* **GIVEN PASSAGE**:
----

Wright studied genetics at Harvard. While he was working at the University of Chicago, he interested in the inheritance of coat colour in guinea pigs. He found that it is nearly impossible to breed an all-white or all-coloured guinea pig, even the most inbred families which contradict the prediction of that time in which a particular trait should become “fixed” by multiple generations of inbreeding.

To understand the effect of different factors contributing to the coat color of guinea pig, he drew the following diagram:

The arrow points in one direction which implies a factor is a cause of another one. Omitting the arrows actually convey the significant assumptions that two factors have no causal relationship. By solving some algebraic equations (according to the book), Wright managed to solve the causal quantities by correlations measure in the data. Cautious reader may think Wright had assumed the causal diagram in the first place. That made estimating causal coefficients possible. Indeed, without some causal hypothesis, you cannot draw causal conclusions. The goal of causal analysis is not to prove that X is a cause of Y. That is the problem of causal discovery which is far more difficult. In contrast, causal analysis is to answer some causal queries from some causal hypothesis. Still remember the firing squat example? If we do not draw the casual diagram of firing squat, we cannot answer those what-if questions.

Let’s do some real calculations on a simpler problem: how much a guinea pig’s birth weight will be affected if it spends one more day in the womb. We may compare the birth weights of guinea pigs that spend 66 days in the womb with those that spend 67 days. We noted that the guinea pigs that spent a day longer in the womb weighted an average of 5.56g more at birth. Does that mean a guinea pig grows at 5.66g per day before it is born? Time is just one factor. A pup with more siblings will weigh less. How can we decompose the two causes?

----

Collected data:
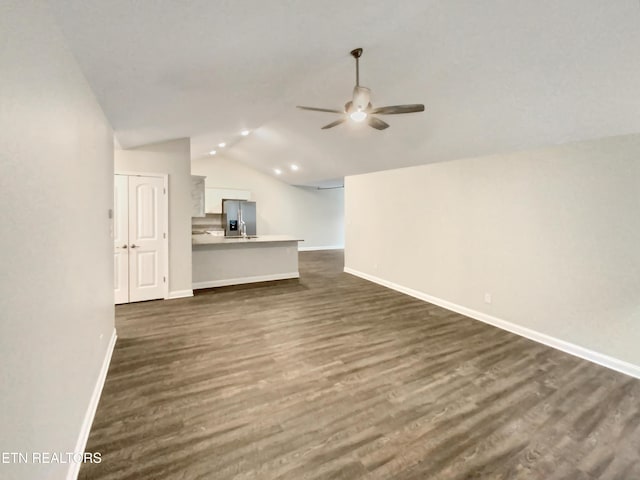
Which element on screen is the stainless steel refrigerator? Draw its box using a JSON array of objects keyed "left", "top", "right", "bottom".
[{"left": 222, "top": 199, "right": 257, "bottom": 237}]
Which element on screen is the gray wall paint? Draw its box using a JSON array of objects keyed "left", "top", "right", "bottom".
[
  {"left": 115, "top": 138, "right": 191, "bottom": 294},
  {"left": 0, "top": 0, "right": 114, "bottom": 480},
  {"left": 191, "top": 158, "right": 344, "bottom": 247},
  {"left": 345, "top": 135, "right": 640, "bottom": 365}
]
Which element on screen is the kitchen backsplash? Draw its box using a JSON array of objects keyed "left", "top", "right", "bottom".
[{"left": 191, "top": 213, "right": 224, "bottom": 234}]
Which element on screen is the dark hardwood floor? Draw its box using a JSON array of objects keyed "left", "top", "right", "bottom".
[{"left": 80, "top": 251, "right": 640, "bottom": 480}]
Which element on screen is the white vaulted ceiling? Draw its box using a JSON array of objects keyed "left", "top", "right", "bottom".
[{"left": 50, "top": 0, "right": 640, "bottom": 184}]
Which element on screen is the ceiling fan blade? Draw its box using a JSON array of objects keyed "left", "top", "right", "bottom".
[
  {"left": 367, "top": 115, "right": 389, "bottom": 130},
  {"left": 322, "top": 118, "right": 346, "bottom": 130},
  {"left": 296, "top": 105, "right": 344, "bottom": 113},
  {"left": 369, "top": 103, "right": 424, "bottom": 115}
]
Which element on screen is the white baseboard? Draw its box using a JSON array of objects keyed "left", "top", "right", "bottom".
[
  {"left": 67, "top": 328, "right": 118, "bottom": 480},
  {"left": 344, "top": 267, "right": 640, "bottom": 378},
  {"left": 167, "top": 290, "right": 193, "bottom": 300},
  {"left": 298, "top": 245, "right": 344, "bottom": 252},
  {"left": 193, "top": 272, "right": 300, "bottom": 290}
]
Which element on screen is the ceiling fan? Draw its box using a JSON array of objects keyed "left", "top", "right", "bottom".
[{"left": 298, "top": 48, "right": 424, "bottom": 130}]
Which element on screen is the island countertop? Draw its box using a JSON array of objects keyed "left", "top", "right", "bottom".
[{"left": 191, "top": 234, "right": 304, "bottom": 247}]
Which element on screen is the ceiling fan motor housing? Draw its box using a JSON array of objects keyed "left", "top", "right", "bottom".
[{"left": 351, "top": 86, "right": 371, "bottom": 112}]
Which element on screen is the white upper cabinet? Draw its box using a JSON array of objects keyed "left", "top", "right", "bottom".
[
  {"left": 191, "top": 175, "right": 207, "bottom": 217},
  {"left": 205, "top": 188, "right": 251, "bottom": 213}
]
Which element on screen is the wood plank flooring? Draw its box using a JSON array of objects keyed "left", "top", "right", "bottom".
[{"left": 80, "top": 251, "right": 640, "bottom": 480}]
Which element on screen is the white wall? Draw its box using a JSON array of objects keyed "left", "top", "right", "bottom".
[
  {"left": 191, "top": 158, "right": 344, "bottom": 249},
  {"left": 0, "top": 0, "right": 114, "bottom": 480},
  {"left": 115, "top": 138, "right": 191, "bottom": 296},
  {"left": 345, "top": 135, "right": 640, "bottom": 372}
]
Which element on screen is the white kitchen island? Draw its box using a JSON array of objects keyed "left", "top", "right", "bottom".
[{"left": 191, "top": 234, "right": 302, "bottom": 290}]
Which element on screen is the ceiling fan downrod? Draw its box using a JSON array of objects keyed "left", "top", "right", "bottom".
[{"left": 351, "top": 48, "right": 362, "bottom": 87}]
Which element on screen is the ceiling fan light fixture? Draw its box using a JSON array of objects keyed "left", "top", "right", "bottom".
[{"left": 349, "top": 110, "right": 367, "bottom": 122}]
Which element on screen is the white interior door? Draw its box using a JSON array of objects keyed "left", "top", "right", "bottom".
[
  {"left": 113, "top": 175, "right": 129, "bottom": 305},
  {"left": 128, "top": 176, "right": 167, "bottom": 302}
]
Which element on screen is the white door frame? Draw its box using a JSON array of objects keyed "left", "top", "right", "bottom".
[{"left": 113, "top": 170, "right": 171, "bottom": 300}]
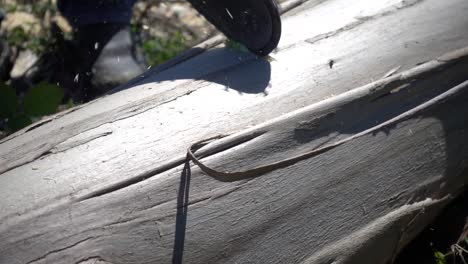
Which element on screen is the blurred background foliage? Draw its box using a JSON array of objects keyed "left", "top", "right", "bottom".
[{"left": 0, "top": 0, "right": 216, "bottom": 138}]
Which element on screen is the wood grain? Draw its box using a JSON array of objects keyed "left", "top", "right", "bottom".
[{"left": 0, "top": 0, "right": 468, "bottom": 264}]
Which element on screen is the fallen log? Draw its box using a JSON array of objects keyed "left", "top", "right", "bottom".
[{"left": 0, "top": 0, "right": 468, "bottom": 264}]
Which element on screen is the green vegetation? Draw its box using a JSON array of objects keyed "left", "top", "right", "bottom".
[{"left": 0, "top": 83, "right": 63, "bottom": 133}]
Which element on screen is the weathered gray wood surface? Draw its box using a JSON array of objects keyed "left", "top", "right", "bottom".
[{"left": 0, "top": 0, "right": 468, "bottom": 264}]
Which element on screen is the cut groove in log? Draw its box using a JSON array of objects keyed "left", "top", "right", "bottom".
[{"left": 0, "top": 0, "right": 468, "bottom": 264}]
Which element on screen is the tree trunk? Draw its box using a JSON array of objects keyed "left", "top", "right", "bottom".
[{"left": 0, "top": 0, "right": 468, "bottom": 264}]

----

* **EXERCISE DIRECTIONS**: In the passage about Wright's guinea pig research, what did Wright take an interest in while working at the University of Chicago? You won't need the listing for this.

* **ANSWER TO THIS TASK**: The inheritance of coat color in guinea pigs.